### Assignment:
Output every line of the data exactly as it appears.

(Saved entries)
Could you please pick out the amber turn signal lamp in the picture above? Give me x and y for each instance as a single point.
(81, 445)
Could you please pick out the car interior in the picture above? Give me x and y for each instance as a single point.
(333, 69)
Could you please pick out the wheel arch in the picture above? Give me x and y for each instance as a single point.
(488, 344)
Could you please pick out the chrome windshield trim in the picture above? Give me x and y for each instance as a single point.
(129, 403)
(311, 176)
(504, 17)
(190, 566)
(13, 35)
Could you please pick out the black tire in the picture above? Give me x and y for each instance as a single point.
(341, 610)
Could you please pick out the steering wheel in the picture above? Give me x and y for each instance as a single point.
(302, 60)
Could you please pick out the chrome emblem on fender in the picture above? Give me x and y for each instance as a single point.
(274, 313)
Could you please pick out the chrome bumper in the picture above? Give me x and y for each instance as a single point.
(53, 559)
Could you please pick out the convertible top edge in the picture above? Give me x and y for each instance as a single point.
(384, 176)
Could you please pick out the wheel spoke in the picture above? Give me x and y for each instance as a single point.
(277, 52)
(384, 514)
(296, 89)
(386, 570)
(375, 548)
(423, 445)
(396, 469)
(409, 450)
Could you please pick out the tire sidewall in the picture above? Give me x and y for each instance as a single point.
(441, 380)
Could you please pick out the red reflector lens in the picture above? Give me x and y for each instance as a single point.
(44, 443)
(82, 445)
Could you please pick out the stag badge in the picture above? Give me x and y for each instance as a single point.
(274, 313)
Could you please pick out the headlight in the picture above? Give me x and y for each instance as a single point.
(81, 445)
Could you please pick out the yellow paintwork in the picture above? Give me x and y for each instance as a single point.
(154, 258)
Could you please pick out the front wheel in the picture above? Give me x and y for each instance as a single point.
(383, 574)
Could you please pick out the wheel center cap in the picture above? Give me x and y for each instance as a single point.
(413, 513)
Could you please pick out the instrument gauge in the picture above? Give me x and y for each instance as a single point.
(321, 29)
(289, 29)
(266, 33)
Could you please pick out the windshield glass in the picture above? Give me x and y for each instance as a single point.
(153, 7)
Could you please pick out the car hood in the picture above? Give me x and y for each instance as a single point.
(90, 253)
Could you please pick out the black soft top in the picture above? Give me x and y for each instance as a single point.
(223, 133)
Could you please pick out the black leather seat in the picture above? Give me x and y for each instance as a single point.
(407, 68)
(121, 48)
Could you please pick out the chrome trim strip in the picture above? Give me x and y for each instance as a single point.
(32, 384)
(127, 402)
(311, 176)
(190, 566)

### The completed task:
Could you please pick out the amber turn signal lamp in the picture above? Give me x and y for each instance as a single point.
(81, 445)
Could you please pick out the car interior in the picture above? Give me x and y for each instance as a single point.
(333, 69)
Could you please pick out the wheel arch in the picture above? Give me x and y for each instance as a single point.
(488, 344)
Could you please pick out the chrome windshield trim in the picture above? Give me x and y for each instance as a single point.
(129, 403)
(311, 176)
(504, 17)
(190, 566)
(13, 35)
Could you please pick out the black tire in the picture above? Give me x and y for each instance as a single point.
(341, 610)
Could you please pick out the steering wheel in the picture above? Give me x and y for each instance as a single point.
(302, 60)
Could you please pick out the chrome emblem on fender in the picture above? Give me x and y for each instance as a single point.
(274, 313)
Could you please pick out the chrome bumper in the picture above? Give me x and y for each instance as a single point.
(53, 559)
Could you please pick out the convertible top edge in the picture above? Give me x and y for each instance as a single point.
(384, 176)
Could you please pick out the wheel spoke in the picture above? Give me x and y for each instance as a single point.
(277, 52)
(384, 514)
(296, 89)
(386, 570)
(375, 548)
(423, 445)
(396, 469)
(409, 450)
Could you please pick out the tire sidewall in the picture above? Give me x and y for each instance as a single point.
(441, 380)
Could you please pick out the red reflector lens in the picture above? Give me x and y for each instance as a single point.
(44, 443)
(82, 445)
Could you please pick out the stag badge in the picture above? Give me x and y for each instance as a single point.
(274, 313)
Could you please pick out the headlight in the picture above? Give me x and y for each instance as a single point.
(81, 445)
Could you please pick out the yellow paintwork in the picture above? Give me x and y for each instance as a single point.
(154, 258)
Could you please pick out the front wheel in the picture above? Give me x and y for each instance as a single point.
(383, 574)
Could you please pick out the wheel center cap in the picture above? Give me x and y for each instance as a single point.
(413, 513)
Could you please pick out the instrument gauge in the picture above? Give me x and y for each instance as a single point.
(321, 29)
(289, 29)
(266, 33)
Could you please pick out the windshield glass in the picture above? Give me x and y for each instance as a single point.
(153, 7)
Could you please pick out the car hood in the picture above? Give me x and y for each instance as a single point.
(90, 253)
Could you please pick out the black soft top in the picture above? Give me x and y for each instance as a single point.
(223, 133)
Could you please pick out the black leather seat in the picture above? Give me x and y for each instance as a single point.
(407, 68)
(121, 48)
Could you please pick out the chrome trim strip in the picture above? Give me x and y for each instance as a single point.
(32, 384)
(127, 402)
(311, 176)
(190, 566)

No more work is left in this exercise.